Passage cité -
Du piment dans les yeux

Du piment dans les yeux
Image du spectacle

Du piment dans les yeux

Béatrice Moulin, Philippe Grenier, Simon Grangeat

Mohamed, Inaya, 19 autres personnages et un choeur nous content le périple de deux jeunes adolescents poussés par leurs rêves et leur ardeur de vivre.

Hier encore, Mohamed Victory avait 15 ans et manifestait fièrement sa réussite scolaire et sa volonté à prendre sa vie en main. Inaya, elle, pleurait la mort de son père.
Puis, leur audace dépasse toutes les bornes : c’est sur la terre africaine même que l’immigré burkinabéen Côte d’Ivoire part tenter sa chance à Abidjan. La fille, elle, qui a dû fuir son village nigérian, part seule sur la route en direction de Kano trouver un espoir de vie chez la cousine de son père.La rencontre entre Mohamed et Inaya aura lieu au Niger.

Aujourd’hui, presque deux ans après leur départ de Niamey, à Tanger ils prennent un convoi pour l’Espagne. Un « ramez-ramez » pour dépasser les eaux marocaines. Les secours les mèneront jusqu’en Europe et « c’est presque le début de leurs ennuis. »Piment vert, jaune, orange, rouge, brun, pêche ou violet qui montent tout à coup aux narines, les odeurs
et les épices qui piquent les yeux… les yeux, qui sont complètement rouges.

Consignes -
1. Reproduisez à l'identique la partie de la présentation du spectacle qui s'ouvre sur les mots contenant « Aujourd’hui, presque deux » et se ferme sur « sont complètement rouges. ».
2. Poursuivez la présentation du spectacle « Du piment dans les yeux » à partir de l'endroit où elle s'interrompt.

Données fournies -

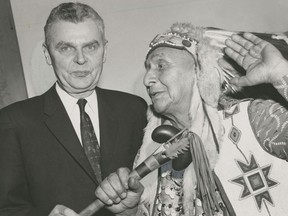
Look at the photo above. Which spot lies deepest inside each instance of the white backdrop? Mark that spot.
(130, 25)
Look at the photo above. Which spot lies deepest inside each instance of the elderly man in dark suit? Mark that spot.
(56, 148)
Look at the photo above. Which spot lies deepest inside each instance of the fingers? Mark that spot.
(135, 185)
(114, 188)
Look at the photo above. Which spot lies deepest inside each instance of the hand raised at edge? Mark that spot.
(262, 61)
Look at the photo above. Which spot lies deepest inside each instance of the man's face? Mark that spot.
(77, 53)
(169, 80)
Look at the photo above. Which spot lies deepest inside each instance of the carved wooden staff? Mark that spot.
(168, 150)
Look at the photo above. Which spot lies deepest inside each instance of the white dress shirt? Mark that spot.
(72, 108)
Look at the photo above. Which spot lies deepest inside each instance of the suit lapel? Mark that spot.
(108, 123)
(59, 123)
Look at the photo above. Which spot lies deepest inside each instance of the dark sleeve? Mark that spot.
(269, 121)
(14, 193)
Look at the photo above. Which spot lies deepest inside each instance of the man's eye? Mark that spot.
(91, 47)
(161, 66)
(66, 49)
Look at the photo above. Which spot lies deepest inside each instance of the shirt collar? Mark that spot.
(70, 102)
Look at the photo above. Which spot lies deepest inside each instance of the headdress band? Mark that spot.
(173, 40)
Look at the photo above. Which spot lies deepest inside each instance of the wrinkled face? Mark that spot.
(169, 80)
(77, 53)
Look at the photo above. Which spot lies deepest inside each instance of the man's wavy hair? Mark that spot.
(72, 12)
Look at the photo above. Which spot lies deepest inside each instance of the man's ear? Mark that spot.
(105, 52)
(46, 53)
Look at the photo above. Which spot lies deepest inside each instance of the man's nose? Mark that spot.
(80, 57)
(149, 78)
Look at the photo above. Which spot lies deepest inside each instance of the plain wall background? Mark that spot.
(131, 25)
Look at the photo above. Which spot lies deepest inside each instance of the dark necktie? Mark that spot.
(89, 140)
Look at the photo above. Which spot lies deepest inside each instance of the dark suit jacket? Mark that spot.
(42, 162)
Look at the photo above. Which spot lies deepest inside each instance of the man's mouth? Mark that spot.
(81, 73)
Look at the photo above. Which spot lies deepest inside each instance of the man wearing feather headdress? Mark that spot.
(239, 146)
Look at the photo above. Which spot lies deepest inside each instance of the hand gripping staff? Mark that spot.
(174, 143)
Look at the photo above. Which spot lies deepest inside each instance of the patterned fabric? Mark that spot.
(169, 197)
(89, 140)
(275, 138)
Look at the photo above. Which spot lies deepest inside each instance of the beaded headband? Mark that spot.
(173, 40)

...

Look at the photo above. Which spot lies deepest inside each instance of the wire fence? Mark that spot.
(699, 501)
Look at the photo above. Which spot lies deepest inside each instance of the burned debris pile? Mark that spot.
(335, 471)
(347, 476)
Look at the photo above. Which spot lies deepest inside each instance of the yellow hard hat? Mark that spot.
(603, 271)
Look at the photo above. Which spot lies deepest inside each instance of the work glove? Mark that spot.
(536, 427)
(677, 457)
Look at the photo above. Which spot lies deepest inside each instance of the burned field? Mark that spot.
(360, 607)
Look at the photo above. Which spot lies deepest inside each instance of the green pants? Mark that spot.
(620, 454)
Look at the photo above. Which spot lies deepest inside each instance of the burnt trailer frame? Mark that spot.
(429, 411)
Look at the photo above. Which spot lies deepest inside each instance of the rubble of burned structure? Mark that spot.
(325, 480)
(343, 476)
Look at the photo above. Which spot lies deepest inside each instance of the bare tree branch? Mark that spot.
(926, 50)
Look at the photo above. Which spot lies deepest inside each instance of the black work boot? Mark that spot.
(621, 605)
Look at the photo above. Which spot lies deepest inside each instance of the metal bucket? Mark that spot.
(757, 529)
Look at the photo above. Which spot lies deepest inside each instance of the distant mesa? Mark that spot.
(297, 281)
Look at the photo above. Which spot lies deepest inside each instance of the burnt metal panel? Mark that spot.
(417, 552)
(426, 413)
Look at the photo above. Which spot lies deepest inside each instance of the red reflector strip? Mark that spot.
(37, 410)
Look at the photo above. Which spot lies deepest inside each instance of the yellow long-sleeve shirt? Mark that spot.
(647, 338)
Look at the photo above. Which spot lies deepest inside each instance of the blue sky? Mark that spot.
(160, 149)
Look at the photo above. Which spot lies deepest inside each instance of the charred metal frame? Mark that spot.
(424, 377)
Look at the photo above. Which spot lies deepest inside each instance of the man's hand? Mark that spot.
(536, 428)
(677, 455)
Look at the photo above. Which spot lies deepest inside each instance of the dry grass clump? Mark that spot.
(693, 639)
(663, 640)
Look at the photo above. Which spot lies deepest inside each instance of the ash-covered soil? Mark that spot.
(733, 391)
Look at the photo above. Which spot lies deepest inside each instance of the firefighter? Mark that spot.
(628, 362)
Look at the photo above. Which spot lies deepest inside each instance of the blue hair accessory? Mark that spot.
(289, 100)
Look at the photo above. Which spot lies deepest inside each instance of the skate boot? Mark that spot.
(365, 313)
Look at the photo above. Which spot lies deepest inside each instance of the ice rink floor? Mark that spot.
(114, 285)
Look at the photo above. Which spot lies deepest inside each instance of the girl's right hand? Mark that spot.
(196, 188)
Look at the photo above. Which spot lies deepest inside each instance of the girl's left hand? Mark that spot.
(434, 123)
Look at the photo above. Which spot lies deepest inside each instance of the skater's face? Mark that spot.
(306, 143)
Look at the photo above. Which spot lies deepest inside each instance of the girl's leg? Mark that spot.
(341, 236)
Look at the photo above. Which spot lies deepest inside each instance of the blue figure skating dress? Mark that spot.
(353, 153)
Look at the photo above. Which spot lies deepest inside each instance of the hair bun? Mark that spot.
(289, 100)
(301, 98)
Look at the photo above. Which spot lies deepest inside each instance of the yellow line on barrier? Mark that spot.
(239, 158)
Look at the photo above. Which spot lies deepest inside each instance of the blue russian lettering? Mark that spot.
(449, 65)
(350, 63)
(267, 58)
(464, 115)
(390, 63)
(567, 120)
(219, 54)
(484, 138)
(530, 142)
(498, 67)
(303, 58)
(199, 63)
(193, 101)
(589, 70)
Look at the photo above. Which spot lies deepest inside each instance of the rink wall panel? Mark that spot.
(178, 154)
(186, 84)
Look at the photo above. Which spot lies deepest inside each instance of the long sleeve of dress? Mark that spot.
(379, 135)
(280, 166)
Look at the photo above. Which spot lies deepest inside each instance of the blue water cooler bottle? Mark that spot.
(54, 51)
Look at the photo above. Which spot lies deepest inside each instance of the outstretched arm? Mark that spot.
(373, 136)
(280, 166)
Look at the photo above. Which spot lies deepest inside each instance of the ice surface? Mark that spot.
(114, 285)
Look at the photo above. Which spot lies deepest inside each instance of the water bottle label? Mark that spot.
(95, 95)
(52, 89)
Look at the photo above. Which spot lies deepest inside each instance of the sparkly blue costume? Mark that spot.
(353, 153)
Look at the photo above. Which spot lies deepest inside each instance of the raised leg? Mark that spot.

...

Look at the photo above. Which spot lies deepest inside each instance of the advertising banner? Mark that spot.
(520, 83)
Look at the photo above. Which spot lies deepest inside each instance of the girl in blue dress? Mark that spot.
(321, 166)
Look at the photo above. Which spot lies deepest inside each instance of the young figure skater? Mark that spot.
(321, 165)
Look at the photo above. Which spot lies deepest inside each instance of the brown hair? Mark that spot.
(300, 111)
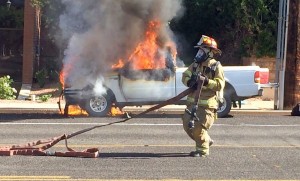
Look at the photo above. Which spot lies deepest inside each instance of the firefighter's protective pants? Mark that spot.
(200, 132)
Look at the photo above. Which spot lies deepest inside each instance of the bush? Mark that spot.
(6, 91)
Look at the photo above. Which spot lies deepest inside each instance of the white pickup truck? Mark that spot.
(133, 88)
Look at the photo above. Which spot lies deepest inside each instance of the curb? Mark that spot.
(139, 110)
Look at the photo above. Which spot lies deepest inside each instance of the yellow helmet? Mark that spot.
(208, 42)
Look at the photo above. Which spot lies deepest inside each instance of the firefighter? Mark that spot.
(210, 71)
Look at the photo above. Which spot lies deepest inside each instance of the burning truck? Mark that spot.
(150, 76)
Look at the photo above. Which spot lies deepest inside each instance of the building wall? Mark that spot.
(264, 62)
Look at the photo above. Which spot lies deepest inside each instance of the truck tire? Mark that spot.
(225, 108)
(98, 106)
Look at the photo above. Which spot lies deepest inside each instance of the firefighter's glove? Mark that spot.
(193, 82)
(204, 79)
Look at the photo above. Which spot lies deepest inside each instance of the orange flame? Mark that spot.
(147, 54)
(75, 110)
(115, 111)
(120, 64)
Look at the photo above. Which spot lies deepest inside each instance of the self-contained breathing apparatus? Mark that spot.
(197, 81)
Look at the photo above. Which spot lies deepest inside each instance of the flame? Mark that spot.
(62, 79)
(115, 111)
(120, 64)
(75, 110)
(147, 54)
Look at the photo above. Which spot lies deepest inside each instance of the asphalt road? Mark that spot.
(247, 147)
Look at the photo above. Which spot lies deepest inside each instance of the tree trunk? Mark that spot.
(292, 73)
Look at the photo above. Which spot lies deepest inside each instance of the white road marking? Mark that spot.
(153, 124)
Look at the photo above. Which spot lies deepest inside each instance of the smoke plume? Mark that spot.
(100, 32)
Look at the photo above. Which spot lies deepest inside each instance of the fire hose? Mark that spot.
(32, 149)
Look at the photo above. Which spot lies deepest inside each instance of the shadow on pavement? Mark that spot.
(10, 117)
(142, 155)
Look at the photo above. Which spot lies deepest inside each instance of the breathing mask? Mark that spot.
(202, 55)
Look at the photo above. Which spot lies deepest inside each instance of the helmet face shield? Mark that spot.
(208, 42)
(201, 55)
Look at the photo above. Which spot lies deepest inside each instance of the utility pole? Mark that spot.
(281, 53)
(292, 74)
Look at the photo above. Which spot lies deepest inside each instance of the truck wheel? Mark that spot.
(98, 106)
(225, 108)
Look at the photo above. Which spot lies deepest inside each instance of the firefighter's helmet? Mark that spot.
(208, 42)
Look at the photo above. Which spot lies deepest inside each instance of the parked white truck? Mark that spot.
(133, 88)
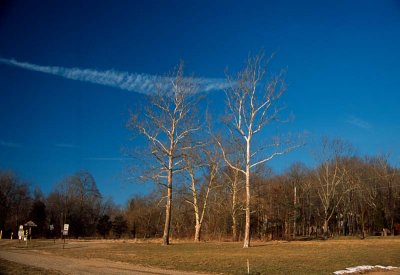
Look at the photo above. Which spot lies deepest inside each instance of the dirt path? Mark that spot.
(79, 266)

Réponses -
1.
Aujourd’hui, presque deux ans après leur départ de Niamey, à Tanger ils prennent un convoi pour l’Espagne. Un « ramez-ramez » pour dépasser les eaux marocaines. Les secours les mèneront jusqu’en Europe et « c’est presque le début de leurs ennuis. »Piment vert, jaune, orange, rouge, brun, pêche ou violet qui montent tout à coup aux narines, les odeurs
et les épices qui piquent les yeux… les yeux, qui sont complètement rouges.

2.
Note d’intention

Après un triptyque sur Visniec 

Nous venons de terminer notre triptyque autour de Visniec « Les chevaux à la fenêtre », « Hogre » et
enfin « Migraaaants ». Tout en finalisant cette trilogie nous en entamions une autre...
En effet, Hogre finissait sur cette image suggestive de petites silhouettes de bois chargée dans une « embarcation musicale ». Cette image ouvrait un nouveau projet artistique en trois volets axé sur le « phénomène migratoire ». Migraaants, à la fois dernier et premier volet, une charnière autrement dit, nous a plongé dans le périple même des migrants au départ des côtes. Avec « Du piment dans les yeux » nous revenons sur la cause de leur départ. Dans « Hogre » nous avions poussé très loin l’expérimentation plastique d’un texte dramatique. Avec « Migraaaants », nous avons axés notre travail sur l’acteur-critique, témoin actif face à un texte substantiel. « Du piment dans les yeux » est, pour nous, la réunion de ces deux recherches.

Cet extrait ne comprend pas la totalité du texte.